Problem details = Retype the listing from the line that contains "Query: dirt patch" up to and including the line that contains "Outline every instance of the dirt patch.", keeping every character the same.

Records to process =
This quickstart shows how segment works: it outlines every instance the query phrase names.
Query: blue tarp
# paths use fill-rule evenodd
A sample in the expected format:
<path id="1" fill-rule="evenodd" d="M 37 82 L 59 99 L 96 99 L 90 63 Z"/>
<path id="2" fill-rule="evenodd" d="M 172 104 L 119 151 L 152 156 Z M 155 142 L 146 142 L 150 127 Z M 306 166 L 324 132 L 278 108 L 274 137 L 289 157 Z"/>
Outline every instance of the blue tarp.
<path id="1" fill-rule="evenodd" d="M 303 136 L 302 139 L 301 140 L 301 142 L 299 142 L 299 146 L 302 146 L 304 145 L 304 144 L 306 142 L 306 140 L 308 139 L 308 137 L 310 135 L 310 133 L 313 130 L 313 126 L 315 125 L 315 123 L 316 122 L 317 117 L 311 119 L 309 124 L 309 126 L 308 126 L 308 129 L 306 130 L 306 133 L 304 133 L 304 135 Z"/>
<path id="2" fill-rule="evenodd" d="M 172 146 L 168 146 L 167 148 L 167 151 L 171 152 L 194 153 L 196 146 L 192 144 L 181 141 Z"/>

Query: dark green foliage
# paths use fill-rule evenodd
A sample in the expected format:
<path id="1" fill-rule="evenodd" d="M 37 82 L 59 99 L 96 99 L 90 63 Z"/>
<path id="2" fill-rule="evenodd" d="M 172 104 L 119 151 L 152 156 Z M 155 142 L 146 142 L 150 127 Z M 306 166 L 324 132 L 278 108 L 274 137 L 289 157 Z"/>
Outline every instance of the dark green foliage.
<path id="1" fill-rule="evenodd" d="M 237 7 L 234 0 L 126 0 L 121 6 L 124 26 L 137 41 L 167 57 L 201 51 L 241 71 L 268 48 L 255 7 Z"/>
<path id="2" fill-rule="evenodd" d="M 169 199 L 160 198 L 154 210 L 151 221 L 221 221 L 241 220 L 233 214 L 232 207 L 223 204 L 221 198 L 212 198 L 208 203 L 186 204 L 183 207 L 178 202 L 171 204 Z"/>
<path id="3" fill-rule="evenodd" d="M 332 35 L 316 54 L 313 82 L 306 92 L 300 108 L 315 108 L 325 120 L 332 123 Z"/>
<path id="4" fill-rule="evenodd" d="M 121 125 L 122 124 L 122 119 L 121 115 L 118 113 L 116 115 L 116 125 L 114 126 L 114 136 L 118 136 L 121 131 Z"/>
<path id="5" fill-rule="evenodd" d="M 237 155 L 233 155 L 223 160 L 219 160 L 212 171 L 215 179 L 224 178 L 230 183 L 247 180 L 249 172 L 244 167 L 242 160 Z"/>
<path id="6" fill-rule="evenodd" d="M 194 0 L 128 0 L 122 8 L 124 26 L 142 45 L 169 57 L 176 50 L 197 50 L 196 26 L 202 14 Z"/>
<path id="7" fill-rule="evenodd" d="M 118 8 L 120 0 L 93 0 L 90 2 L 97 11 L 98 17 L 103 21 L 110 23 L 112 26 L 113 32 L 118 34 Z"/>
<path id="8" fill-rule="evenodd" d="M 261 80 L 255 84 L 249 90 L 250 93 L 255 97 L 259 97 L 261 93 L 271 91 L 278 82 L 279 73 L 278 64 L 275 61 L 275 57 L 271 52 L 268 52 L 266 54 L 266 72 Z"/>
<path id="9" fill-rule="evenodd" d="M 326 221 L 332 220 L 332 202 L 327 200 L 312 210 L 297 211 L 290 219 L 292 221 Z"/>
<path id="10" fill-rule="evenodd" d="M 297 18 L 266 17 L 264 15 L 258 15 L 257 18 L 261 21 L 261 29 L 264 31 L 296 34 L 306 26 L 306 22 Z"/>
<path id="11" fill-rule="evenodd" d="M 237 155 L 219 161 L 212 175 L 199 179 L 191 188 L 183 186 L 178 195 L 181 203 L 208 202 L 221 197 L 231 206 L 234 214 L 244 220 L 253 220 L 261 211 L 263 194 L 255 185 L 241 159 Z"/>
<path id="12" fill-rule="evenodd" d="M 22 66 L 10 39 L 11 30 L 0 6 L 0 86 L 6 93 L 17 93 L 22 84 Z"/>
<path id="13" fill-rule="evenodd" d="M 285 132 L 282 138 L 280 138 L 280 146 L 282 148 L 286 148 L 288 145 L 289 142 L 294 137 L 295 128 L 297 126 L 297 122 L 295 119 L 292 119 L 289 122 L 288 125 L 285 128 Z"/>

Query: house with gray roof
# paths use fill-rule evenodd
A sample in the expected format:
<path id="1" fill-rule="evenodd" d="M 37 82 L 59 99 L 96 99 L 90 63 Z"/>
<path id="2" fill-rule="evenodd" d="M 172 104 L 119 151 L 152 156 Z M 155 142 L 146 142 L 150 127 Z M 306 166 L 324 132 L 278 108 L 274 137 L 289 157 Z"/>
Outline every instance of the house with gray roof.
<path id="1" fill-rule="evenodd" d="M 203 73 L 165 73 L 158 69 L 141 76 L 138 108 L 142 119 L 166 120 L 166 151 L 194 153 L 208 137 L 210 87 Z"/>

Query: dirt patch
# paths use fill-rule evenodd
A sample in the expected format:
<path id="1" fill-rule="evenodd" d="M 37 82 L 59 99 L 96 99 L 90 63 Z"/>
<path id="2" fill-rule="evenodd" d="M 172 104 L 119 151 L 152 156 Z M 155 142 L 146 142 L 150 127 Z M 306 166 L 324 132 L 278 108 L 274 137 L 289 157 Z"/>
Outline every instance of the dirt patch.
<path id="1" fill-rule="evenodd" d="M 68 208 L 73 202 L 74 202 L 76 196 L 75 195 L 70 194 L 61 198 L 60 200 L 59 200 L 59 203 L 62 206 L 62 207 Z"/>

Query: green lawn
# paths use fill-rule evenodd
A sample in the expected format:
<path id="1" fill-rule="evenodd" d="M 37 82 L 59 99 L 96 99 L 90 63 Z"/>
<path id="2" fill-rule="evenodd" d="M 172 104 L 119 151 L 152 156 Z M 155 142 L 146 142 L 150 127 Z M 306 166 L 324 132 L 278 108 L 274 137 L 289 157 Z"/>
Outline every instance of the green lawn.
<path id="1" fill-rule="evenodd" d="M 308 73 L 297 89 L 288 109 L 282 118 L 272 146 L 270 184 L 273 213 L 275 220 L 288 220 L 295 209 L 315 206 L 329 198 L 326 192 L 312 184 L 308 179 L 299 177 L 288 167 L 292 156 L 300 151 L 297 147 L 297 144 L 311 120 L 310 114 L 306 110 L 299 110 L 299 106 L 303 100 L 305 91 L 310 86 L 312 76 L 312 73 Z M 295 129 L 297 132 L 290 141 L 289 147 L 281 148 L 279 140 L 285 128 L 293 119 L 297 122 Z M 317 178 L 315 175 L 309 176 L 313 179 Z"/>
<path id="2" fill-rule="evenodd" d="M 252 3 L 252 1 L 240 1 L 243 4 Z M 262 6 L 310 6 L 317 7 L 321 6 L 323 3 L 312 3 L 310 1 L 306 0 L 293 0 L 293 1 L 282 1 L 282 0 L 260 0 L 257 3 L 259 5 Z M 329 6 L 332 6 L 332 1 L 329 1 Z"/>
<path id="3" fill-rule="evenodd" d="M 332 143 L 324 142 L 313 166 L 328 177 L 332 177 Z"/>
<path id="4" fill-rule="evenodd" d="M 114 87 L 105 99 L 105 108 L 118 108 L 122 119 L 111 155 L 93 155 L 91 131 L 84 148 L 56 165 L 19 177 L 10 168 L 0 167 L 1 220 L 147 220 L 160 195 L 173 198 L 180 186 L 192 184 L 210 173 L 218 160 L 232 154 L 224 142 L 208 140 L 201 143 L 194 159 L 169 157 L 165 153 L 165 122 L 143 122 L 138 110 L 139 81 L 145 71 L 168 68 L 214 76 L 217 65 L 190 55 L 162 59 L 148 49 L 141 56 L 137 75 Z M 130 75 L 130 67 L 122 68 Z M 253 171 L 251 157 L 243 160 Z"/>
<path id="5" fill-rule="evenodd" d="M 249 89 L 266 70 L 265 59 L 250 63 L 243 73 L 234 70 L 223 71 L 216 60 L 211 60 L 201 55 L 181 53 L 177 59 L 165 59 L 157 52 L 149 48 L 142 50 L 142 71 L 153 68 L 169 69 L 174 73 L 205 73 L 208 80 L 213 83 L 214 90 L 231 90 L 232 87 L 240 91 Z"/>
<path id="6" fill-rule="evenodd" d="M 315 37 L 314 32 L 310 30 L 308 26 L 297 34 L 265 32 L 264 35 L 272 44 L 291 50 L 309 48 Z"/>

Exercise response =
Query: dirt patch
# paths use fill-rule evenodd
A sample in the expected format:
<path id="1" fill-rule="evenodd" d="M 37 82 L 59 99 L 96 99 L 90 63 Z"/>
<path id="2" fill-rule="evenodd" d="M 172 104 L 119 151 L 152 156 Z M 155 142 L 146 142 L 150 127 Z M 306 166 L 324 132 L 278 108 L 274 137 L 289 157 Z"/>
Outline every instance of the dirt patch.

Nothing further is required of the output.